Stored data
·····

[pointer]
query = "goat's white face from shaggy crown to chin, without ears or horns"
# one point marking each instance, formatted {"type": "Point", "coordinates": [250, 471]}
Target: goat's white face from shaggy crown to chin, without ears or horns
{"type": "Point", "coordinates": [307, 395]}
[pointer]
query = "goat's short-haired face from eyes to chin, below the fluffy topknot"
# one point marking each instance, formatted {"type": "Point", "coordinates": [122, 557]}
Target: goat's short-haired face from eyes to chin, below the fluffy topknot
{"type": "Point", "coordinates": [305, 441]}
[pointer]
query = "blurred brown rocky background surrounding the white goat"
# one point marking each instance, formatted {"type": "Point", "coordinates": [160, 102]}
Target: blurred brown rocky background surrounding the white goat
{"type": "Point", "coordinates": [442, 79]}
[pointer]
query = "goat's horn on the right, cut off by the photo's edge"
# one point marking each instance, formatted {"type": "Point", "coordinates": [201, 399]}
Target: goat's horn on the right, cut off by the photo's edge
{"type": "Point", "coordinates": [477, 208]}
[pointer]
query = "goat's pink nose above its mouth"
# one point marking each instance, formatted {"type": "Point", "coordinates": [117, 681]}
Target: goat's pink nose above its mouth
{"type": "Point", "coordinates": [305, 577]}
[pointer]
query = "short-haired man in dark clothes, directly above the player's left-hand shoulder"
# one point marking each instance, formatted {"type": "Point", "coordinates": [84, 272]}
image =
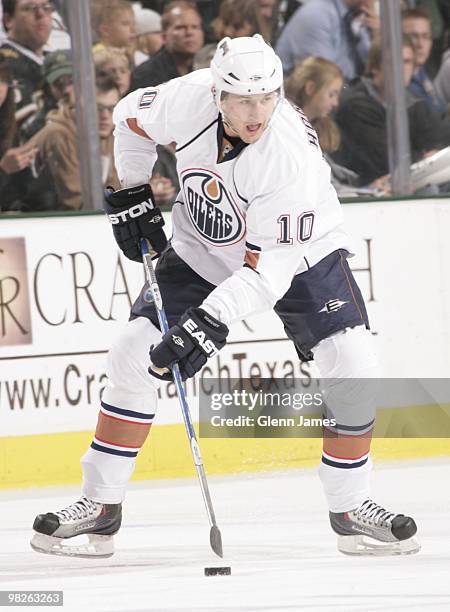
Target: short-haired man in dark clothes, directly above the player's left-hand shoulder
{"type": "Point", "coordinates": [183, 37]}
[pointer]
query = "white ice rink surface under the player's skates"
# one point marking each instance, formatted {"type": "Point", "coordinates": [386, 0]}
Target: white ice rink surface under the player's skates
{"type": "Point", "coordinates": [276, 539]}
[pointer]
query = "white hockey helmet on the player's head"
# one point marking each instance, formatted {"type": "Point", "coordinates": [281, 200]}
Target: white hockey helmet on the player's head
{"type": "Point", "coordinates": [245, 66]}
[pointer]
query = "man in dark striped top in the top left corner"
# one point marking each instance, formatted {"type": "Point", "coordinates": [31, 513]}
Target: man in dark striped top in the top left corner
{"type": "Point", "coordinates": [28, 24]}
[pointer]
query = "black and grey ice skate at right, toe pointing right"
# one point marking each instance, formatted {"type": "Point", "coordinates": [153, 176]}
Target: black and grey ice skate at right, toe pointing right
{"type": "Point", "coordinates": [372, 530]}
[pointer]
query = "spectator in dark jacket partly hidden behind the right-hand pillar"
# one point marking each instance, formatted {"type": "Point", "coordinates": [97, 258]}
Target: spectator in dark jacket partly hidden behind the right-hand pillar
{"type": "Point", "coordinates": [361, 117]}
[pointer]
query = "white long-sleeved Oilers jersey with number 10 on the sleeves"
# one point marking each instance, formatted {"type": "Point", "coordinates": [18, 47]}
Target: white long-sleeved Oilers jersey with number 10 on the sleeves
{"type": "Point", "coordinates": [270, 204]}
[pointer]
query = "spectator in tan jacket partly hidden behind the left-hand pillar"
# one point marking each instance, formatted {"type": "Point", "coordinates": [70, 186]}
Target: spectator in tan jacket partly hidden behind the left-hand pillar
{"type": "Point", "coordinates": [57, 161]}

·····

> **DESCRIPTION OF THE TASK**: The response should contain only a verbatim copy of the lines from the line with "Target: spectator in dark" to the final line of the records.

> **WRITTEN ANSWER**:
Target: spectator in dark jacket partly hidden behind the right-hand pillar
{"type": "Point", "coordinates": [361, 117]}
[pointer]
query = "white long-sleeved Oilers jersey with number 10 on the sleeves"
# one point marking each instance, formatted {"type": "Point", "coordinates": [18, 47]}
Target: white long-sleeved Oilers jersey with number 10 on the sleeves
{"type": "Point", "coordinates": [270, 204]}
[pointer]
query = "spectator in tan jacket partly hidden behind the left-hand pillar"
# one point marking each instance, formatted {"type": "Point", "coordinates": [70, 186]}
Target: spectator in tan jacket partly hidden behind the left-hand pillar
{"type": "Point", "coordinates": [57, 161]}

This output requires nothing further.